> [Data extract]
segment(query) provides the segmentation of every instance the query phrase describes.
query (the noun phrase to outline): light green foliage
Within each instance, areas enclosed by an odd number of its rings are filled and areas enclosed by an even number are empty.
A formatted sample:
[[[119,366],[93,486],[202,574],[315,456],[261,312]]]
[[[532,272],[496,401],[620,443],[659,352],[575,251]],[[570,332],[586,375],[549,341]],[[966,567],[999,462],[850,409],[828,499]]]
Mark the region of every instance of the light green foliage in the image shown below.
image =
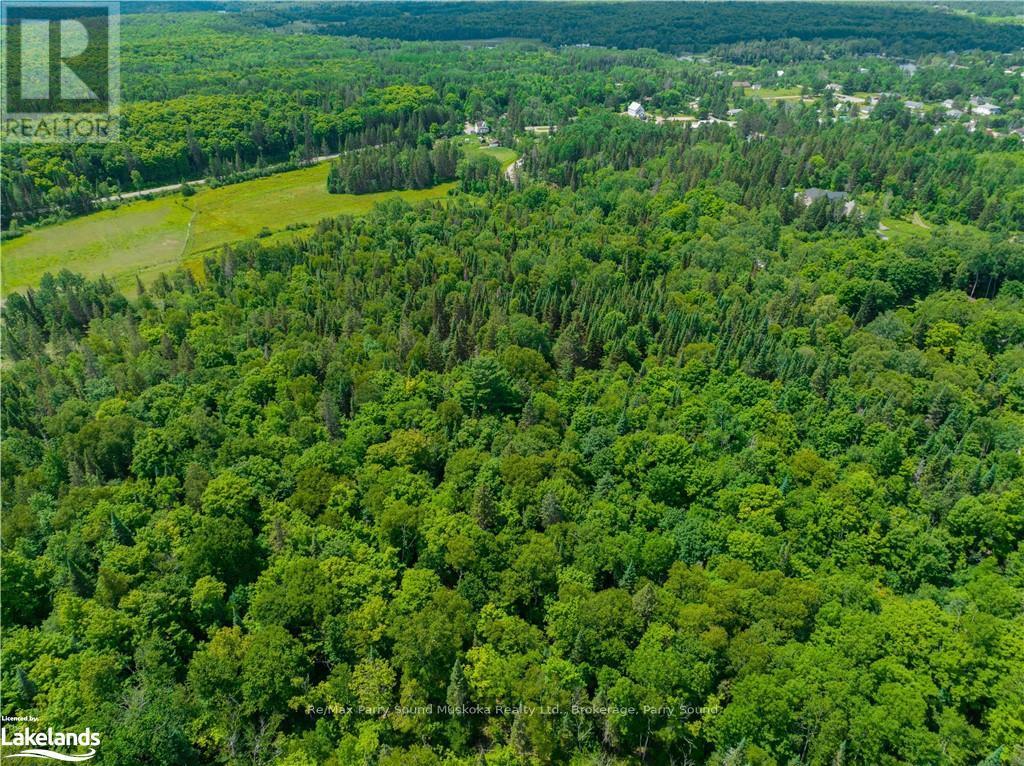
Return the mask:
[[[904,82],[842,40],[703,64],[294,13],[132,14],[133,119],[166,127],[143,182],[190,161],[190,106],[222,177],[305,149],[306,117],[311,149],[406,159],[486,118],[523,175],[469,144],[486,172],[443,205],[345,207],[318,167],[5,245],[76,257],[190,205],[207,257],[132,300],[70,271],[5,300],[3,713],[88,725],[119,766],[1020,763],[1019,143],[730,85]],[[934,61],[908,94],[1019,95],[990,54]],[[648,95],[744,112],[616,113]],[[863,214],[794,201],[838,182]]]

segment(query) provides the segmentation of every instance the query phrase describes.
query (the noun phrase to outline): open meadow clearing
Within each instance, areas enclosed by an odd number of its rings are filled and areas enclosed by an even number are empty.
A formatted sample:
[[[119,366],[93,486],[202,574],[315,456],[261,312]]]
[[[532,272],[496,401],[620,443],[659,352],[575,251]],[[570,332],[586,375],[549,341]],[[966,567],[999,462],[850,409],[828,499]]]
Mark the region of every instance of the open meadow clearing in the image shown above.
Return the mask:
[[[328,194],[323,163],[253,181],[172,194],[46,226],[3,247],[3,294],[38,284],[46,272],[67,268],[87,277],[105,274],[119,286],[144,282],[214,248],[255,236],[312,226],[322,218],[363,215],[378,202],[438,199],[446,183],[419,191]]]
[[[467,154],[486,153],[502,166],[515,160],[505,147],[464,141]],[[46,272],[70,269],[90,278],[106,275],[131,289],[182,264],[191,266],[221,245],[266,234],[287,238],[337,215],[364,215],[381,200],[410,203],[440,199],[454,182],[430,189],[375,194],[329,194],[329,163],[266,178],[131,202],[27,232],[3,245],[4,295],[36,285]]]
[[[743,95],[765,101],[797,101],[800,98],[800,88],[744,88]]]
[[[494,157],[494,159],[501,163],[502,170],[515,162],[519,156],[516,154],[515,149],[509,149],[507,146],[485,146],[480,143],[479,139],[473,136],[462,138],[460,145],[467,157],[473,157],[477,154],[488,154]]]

> [Exercise goal] Give every record back exactly as it reads, with no images.

> [Your solution]
segment(query) provides the segmentation of every instance the query phrase describes.
query (the noun phrase to outline): light green foliage
Within each instance, areas enclosed by an odd number of its rings are filled and areas enclosed by an even number are empty.
A formatted sample:
[[[119,366],[93,486],[202,574],[315,456],[261,312]]]
[[[532,272],[496,401],[620,443],[659,352],[575,251]],[[570,332],[586,375],[549,341]],[[966,567],[999,462],[850,409],[828,499]]]
Mark the region of every instance of the light green foliage in the image shown below.
image =
Return the mask:
[[[904,82],[842,40],[703,64],[294,13],[132,14],[133,119],[166,127],[143,182],[190,161],[190,106],[222,177],[305,149],[306,117],[311,149],[406,159],[486,118],[523,175],[469,144],[486,172],[443,205],[345,207],[318,167],[5,245],[76,257],[190,205],[207,257],[132,300],[70,271],[5,300],[3,713],[88,725],[119,766],[1020,763],[1019,143],[730,85]],[[934,61],[908,94],[1019,95],[990,54]],[[648,95],[744,112],[616,113]],[[863,214],[794,201],[838,182]]]

segment(query) provides the segmentation of every instance the query phrase describes.
query (the noun phrase to outline): open meadow clearing
Within each instance, areas enclosed by an odd number of its rings are filled and areas enclosed by an even number are empty.
A formatted sample:
[[[119,366],[93,486],[202,574],[315,456],[261,312]]]
[[[532,272],[496,401],[620,443],[659,352],[575,251]],[[570,332],[586,375],[549,341]],[[966,567],[999,462],[850,409],[828,499]]]
Mark the region of every instance of the open meadow clearing in the image shown above.
Return the mask:
[[[328,194],[323,163],[253,181],[172,194],[46,226],[3,247],[3,294],[38,284],[46,272],[67,268],[87,277],[105,274],[119,286],[144,282],[214,248],[255,236],[312,226],[322,218],[363,215],[378,202],[438,199],[446,183],[419,191]]]
[[[467,154],[486,153],[502,166],[515,160],[505,147],[464,141]],[[46,272],[70,269],[90,278],[106,275],[131,289],[182,264],[191,266],[221,245],[266,234],[287,238],[337,215],[364,215],[381,200],[410,203],[440,199],[454,182],[430,189],[375,194],[329,194],[329,163],[266,178],[131,202],[27,232],[3,245],[4,295],[36,285]]]
[[[743,95],[765,101],[797,101],[800,98],[800,88],[744,88]]]
[[[494,157],[494,159],[501,163],[502,170],[515,162],[519,156],[516,154],[515,149],[509,149],[507,146],[485,146],[480,143],[479,139],[473,136],[462,138],[460,145],[467,157],[473,157],[477,154],[488,154]]]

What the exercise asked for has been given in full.